DIRECTIONS FOR THIS TASK: Express the part of the listing that opens with the line containing "Objective — one point per instance of the silhouetted" and runs through the end of the listing as a two-column CSV with columns request and answer. Use one row per request, put each text and its answer in a single quoted field, and turn line breaks into spaces.

>> Begin DATA TO PROCESS

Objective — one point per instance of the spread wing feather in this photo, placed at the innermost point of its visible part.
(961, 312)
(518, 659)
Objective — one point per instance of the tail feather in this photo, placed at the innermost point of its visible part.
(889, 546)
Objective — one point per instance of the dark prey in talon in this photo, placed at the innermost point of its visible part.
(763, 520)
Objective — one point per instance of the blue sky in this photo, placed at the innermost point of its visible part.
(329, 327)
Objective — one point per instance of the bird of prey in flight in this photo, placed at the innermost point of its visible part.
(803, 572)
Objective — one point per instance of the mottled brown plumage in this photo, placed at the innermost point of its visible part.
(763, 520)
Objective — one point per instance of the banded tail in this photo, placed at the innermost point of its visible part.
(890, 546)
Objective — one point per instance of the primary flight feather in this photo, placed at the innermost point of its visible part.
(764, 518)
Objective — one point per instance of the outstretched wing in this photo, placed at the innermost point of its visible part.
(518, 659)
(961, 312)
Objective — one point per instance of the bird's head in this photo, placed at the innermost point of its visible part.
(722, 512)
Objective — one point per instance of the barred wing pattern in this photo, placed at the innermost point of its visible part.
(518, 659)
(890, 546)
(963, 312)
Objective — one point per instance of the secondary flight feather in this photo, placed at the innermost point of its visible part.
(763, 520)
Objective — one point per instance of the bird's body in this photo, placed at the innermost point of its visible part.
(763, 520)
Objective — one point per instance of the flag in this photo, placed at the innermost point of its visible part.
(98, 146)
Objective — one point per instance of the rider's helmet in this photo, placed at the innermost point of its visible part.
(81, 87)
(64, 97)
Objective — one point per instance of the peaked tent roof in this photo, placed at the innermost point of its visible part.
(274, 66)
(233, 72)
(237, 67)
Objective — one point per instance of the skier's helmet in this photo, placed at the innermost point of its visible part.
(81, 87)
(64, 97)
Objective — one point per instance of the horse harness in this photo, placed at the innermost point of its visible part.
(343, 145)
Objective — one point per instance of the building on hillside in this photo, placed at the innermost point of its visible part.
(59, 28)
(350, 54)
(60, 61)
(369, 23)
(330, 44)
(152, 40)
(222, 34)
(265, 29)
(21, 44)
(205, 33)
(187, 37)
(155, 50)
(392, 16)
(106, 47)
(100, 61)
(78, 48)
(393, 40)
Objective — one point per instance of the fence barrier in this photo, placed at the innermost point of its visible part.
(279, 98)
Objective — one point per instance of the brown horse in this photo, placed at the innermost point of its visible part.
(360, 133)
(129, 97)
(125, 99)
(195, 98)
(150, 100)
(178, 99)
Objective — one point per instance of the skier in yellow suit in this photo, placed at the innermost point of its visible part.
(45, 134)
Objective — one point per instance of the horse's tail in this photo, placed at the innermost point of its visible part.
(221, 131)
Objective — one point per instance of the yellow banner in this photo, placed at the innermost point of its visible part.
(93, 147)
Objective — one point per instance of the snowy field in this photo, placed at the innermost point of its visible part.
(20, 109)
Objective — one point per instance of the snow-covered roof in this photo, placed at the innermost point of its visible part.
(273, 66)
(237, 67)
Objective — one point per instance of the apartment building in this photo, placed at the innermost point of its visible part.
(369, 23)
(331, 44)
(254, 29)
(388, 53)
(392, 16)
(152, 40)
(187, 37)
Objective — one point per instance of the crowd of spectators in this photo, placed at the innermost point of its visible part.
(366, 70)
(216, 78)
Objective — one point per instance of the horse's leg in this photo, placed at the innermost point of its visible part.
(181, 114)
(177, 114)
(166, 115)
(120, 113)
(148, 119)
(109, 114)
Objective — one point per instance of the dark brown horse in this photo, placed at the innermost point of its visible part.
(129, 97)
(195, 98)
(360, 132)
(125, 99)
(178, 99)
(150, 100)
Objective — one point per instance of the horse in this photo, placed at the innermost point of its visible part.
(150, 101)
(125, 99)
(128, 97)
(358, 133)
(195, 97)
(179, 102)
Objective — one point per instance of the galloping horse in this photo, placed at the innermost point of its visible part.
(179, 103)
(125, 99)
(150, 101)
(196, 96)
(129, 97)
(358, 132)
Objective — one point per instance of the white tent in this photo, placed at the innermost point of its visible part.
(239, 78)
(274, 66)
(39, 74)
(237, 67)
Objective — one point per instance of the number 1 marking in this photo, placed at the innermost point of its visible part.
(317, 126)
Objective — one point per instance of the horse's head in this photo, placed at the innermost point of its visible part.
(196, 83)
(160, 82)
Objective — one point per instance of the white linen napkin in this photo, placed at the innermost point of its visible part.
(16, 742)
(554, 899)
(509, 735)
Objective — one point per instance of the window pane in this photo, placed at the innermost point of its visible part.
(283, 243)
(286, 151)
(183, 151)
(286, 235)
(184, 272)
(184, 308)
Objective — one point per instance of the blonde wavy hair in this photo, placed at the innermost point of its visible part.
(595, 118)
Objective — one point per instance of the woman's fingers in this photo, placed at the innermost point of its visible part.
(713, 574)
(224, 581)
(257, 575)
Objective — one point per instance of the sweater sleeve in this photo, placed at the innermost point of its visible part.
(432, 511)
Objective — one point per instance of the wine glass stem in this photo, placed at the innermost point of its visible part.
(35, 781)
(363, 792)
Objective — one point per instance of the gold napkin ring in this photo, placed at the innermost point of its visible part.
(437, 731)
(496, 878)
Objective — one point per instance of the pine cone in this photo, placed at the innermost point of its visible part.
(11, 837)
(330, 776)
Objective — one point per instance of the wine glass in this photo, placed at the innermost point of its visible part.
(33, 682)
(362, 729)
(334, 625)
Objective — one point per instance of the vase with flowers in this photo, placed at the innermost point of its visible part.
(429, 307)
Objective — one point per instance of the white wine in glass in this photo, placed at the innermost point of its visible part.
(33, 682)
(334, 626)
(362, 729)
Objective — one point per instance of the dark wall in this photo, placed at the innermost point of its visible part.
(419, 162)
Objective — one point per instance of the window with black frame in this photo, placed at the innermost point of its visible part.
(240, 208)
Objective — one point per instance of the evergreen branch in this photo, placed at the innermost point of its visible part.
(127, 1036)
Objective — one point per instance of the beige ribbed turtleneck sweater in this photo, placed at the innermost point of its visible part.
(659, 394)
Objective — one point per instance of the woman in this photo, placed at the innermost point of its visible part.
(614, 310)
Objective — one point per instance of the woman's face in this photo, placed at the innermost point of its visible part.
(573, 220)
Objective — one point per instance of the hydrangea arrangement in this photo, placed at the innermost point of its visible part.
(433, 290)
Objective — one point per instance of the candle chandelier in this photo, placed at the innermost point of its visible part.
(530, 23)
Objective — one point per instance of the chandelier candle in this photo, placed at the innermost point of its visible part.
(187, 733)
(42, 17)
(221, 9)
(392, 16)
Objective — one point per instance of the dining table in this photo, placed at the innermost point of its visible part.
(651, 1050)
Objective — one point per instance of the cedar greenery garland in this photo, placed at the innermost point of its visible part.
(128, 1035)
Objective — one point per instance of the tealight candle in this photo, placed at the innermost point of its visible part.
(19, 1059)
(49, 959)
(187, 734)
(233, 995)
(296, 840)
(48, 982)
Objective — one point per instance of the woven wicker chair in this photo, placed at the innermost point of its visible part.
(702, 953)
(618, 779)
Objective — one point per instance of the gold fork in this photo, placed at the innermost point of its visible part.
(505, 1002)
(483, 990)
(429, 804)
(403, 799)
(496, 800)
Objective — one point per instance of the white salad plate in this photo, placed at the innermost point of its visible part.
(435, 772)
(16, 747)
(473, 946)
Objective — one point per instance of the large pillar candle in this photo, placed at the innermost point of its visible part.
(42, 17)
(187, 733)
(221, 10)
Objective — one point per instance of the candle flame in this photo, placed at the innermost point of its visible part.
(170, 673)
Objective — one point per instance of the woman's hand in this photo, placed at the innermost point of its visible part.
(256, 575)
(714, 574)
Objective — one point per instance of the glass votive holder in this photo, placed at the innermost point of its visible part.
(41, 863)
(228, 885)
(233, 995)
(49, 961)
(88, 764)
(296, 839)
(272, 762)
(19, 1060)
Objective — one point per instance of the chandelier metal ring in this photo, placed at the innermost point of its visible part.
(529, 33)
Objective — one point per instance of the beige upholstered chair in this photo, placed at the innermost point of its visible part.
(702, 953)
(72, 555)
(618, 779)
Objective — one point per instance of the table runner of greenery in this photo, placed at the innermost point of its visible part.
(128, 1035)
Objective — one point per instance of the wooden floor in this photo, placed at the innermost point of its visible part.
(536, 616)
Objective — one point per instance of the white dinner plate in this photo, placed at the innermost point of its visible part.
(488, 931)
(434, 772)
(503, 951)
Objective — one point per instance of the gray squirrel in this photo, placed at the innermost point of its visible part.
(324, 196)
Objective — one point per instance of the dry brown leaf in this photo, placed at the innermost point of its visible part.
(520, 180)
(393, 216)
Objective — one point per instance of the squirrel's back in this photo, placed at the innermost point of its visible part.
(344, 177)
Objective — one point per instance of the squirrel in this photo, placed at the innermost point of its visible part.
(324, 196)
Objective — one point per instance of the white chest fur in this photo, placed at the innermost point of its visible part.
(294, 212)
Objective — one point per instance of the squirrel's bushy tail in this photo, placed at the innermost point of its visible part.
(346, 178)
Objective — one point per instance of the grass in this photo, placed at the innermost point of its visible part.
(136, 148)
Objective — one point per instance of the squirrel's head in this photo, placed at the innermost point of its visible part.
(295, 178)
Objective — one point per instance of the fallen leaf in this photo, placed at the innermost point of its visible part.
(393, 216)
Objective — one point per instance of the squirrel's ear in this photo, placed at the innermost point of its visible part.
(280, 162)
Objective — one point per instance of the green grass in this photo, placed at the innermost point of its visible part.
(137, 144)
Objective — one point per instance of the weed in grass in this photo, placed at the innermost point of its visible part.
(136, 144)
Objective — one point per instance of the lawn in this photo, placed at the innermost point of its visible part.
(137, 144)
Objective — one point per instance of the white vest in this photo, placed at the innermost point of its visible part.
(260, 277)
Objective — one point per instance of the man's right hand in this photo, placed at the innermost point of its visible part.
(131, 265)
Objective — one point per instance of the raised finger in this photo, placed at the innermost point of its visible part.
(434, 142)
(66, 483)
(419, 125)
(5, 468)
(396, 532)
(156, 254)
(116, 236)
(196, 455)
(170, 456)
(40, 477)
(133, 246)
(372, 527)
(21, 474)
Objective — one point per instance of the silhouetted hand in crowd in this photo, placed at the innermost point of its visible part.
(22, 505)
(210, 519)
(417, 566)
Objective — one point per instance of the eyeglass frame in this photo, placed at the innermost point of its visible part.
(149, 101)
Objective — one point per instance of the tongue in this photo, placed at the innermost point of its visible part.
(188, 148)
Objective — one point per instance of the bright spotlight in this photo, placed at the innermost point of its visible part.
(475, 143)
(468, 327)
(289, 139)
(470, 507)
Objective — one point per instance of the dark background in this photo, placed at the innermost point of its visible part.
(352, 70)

>> End DATA TO PROCESS

OUTPUT FOR THIS TASK:
request,answer
"Objective — one point per instance of the silhouetted hand in crowd in this photo, placed at the innermost point of its visible part.","(22, 505) (210, 519) (417, 566)"
"Objective — one point per instance of the eyeglass frame in this photo, placed at the innermost point of its visible part.","(149, 101)"
"Objective — one point per instance of the tongue in this photo, placed at the innermost point of its visible part.","(188, 148)"
"Objective — one point per instance of the bright spotlight in this photo, placed at the innermost point of its visible part.","(475, 143) (468, 327) (289, 139) (470, 507)"
"Objective — one point per instance of the dark background in this photo, placed at the innermost point of its visible part.","(352, 70)"